══ RECORDS FOR THIS TASK
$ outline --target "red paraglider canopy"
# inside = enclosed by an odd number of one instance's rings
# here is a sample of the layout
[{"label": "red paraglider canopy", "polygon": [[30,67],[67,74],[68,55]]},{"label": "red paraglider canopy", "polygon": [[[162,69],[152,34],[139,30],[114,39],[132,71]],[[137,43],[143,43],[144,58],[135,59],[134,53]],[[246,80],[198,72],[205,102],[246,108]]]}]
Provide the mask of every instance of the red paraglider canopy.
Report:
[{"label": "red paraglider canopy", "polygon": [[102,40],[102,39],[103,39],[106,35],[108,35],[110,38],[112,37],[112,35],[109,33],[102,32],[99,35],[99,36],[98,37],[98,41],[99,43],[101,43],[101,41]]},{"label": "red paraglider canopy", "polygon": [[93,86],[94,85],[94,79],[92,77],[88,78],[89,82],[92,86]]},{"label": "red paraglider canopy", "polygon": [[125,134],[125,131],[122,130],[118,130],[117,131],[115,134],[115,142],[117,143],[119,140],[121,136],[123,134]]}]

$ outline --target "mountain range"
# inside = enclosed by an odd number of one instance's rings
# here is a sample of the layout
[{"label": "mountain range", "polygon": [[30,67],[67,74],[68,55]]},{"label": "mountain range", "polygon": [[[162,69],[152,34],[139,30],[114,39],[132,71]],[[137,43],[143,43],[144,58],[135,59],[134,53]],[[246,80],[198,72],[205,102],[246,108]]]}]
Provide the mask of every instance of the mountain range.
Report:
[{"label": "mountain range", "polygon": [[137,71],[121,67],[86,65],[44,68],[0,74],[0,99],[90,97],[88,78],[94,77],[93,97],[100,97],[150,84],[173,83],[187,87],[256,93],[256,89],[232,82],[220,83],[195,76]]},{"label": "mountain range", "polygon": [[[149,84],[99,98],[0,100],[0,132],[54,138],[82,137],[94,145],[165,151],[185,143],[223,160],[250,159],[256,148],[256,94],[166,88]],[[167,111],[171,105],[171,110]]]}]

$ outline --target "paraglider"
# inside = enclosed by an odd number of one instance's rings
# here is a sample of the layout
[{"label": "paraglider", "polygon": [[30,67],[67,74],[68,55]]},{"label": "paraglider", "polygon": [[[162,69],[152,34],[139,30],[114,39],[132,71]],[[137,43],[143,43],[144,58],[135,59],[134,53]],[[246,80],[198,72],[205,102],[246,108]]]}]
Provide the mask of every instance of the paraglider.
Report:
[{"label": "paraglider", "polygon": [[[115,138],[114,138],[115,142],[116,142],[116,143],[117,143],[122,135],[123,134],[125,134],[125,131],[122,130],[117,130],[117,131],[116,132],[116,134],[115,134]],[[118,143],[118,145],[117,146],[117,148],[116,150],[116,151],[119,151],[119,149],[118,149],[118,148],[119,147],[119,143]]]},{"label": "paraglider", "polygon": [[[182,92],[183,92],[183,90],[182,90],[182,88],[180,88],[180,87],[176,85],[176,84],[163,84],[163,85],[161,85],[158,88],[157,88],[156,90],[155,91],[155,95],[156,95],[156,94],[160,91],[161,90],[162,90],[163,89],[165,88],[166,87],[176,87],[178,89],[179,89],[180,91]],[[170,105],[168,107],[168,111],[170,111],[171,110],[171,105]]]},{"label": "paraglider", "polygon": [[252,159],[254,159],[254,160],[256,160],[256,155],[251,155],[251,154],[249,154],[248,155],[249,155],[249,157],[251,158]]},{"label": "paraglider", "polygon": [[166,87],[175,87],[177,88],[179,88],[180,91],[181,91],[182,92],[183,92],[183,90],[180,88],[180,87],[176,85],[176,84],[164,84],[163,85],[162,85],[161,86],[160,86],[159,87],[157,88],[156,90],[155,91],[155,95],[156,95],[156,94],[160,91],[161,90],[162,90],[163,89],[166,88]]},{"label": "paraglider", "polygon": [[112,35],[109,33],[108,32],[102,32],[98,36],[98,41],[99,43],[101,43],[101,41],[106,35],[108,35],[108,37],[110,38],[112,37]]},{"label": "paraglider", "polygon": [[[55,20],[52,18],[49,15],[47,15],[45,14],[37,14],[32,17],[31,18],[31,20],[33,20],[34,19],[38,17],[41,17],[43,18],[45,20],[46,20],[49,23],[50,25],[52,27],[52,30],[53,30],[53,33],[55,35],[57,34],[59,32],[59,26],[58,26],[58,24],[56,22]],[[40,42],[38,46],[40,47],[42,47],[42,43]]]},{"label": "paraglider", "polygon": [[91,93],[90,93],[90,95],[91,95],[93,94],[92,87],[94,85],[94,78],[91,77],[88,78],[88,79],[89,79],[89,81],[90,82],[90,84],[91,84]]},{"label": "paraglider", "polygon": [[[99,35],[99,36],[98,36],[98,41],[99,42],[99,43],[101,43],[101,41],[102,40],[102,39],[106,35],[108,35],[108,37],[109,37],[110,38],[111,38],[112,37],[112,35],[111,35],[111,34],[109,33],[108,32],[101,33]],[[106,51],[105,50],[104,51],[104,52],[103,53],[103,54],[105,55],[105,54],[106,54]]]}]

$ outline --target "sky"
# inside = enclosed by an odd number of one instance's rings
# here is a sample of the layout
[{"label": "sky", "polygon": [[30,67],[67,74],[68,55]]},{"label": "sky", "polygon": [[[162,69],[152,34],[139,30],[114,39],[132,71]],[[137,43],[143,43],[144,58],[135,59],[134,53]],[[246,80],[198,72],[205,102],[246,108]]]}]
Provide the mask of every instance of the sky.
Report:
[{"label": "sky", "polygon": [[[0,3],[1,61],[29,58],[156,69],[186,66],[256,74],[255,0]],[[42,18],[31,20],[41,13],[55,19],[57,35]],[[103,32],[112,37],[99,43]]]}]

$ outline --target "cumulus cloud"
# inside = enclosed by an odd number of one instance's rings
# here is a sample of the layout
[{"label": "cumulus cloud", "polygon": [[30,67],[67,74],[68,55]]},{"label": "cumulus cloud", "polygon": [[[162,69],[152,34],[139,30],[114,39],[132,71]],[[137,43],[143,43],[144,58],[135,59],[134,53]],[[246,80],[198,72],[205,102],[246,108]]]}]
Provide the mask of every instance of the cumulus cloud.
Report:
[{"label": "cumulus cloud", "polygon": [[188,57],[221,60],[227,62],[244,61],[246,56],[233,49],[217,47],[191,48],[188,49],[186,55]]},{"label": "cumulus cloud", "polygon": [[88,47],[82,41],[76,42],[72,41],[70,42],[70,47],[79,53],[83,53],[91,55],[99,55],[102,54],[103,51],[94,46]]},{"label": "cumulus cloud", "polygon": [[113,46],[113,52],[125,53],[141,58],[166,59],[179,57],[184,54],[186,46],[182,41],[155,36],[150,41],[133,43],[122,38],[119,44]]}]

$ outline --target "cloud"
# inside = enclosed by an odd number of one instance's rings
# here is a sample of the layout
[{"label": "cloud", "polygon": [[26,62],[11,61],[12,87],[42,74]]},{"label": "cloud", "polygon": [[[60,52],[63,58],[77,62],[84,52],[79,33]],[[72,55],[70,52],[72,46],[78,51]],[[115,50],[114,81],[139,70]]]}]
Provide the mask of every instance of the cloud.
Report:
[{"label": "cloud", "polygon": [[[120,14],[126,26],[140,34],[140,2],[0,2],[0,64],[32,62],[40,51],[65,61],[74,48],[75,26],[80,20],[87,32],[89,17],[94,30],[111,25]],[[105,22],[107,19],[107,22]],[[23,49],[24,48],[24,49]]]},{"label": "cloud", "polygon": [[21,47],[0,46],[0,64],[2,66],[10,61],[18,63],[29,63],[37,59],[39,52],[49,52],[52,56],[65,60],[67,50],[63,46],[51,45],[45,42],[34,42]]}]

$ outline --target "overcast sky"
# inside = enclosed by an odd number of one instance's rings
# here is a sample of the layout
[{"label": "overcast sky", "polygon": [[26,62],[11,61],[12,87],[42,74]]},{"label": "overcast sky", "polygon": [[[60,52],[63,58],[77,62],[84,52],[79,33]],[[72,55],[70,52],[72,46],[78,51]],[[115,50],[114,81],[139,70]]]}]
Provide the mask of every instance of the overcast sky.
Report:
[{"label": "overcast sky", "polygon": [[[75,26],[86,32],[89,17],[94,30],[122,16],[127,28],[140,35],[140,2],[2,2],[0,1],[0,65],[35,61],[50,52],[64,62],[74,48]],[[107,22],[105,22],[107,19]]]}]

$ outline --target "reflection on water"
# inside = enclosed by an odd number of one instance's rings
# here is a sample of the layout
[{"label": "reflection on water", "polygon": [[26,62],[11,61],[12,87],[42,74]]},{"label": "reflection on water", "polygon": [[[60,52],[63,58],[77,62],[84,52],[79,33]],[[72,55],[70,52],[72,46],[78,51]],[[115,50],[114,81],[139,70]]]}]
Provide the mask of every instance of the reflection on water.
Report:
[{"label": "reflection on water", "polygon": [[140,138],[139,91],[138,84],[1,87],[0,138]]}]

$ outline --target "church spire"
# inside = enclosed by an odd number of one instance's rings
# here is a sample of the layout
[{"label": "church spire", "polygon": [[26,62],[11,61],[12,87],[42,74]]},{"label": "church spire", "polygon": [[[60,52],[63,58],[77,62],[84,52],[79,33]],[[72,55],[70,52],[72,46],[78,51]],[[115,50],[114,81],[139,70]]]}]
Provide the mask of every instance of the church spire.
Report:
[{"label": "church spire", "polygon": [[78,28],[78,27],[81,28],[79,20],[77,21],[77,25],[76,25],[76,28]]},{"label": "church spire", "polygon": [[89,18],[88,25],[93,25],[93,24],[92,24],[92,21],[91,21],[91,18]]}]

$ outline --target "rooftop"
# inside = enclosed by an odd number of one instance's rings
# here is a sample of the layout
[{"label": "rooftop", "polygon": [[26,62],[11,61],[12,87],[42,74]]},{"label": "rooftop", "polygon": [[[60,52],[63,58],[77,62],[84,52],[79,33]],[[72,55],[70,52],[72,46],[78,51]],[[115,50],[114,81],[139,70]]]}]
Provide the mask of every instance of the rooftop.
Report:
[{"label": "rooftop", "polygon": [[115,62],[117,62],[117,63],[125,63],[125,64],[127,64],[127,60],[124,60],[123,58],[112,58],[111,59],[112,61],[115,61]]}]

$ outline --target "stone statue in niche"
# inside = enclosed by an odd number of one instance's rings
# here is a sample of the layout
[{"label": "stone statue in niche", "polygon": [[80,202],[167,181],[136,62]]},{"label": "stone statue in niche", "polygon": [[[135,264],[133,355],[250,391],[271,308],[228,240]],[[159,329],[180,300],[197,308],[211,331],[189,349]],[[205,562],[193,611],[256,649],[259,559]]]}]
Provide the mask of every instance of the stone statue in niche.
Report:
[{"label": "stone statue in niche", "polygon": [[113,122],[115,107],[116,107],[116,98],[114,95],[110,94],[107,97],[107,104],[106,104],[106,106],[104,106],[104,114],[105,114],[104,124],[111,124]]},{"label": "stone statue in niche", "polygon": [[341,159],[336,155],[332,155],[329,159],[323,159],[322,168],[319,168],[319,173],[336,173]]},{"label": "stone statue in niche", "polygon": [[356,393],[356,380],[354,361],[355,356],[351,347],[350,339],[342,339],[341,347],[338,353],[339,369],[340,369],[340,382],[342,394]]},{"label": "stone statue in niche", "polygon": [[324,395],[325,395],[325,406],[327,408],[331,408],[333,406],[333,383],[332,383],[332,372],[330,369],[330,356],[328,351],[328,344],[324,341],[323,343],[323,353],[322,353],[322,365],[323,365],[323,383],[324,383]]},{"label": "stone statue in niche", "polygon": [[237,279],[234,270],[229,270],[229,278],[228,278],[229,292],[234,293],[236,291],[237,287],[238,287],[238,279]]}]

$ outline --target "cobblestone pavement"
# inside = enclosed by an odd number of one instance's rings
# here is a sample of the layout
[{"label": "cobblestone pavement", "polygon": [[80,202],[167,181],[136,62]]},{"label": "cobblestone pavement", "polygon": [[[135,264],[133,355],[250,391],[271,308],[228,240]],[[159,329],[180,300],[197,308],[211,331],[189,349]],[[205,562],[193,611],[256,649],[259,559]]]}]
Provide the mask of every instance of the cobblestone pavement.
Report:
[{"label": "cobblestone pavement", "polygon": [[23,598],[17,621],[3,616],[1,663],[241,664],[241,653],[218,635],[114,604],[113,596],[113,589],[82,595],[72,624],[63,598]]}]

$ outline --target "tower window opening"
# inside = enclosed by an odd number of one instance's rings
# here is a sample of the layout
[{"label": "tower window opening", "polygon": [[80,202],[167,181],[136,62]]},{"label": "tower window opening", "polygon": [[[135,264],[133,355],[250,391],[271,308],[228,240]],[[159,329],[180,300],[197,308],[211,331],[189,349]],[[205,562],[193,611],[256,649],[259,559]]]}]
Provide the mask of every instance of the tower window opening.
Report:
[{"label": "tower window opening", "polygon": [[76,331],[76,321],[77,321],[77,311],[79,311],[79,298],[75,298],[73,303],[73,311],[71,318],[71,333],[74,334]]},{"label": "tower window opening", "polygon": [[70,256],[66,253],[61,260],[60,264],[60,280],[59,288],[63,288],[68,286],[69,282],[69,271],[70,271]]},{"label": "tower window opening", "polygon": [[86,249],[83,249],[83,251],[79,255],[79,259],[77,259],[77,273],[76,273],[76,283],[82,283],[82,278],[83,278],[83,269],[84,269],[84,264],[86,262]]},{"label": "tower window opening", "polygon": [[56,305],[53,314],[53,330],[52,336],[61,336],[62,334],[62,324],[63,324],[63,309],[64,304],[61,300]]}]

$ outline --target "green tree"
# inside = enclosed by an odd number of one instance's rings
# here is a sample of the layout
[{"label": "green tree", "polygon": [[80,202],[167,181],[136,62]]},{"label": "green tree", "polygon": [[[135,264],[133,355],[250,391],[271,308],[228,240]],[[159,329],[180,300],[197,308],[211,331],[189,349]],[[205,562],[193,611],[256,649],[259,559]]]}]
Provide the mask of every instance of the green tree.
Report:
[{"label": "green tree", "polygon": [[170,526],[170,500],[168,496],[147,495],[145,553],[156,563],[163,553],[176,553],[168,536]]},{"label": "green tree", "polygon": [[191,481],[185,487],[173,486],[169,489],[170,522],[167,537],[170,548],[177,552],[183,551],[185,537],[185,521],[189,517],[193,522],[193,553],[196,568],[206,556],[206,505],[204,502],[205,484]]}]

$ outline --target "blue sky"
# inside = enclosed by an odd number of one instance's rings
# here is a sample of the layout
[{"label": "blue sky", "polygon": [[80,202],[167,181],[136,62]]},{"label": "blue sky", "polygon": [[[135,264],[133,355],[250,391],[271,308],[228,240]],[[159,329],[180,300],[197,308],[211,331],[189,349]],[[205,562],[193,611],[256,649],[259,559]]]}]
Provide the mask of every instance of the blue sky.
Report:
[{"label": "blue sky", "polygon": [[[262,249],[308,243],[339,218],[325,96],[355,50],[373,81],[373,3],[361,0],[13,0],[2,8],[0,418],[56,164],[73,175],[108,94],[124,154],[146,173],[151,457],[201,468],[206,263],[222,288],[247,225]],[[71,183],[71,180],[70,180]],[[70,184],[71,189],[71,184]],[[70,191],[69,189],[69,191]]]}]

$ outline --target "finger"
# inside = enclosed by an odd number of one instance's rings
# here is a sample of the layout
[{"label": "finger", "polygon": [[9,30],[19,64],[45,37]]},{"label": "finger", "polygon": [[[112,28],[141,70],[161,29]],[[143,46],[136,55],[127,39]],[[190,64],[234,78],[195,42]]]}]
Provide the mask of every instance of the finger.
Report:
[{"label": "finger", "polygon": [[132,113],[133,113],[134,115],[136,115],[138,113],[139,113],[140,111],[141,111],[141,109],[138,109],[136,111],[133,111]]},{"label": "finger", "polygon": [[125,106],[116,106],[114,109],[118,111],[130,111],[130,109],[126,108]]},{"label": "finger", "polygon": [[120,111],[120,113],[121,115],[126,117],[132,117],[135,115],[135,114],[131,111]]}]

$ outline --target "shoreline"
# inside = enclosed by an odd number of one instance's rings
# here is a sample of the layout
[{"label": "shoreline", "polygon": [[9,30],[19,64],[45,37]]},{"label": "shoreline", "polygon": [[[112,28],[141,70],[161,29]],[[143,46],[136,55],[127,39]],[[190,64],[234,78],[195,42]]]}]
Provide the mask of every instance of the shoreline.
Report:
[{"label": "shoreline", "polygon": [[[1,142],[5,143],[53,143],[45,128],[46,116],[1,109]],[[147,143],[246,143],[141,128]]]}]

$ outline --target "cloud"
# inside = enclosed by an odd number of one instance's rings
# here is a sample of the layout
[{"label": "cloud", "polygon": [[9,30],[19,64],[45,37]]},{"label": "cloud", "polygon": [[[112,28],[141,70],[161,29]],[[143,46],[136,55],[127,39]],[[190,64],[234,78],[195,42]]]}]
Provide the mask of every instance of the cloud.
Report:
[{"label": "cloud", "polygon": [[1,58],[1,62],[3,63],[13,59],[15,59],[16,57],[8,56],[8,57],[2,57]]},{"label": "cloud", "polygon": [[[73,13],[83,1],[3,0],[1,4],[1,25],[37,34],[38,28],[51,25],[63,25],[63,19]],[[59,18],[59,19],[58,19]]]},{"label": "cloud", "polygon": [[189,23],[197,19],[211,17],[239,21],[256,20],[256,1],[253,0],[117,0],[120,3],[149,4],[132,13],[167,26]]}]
════
EXERCISE INSTRUCTIONS
Tally the lines in the rows above that contain the string "overcast", and give only that number.

THE RESULT
4